Copy each of the records below line for line, keeping every word, number, and space unchanged.

◆ THE INPUT:

..........

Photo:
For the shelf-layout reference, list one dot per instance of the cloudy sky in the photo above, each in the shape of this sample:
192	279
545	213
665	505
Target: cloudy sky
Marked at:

..........

◆ SOLUTION:
Photo:
For the shelf-layout reference, list one dot per instance of the cloudy sky in the photo above, each in the shape of this sample:
192	279
545	213
665	505
Target: cloudy sky
Marked at:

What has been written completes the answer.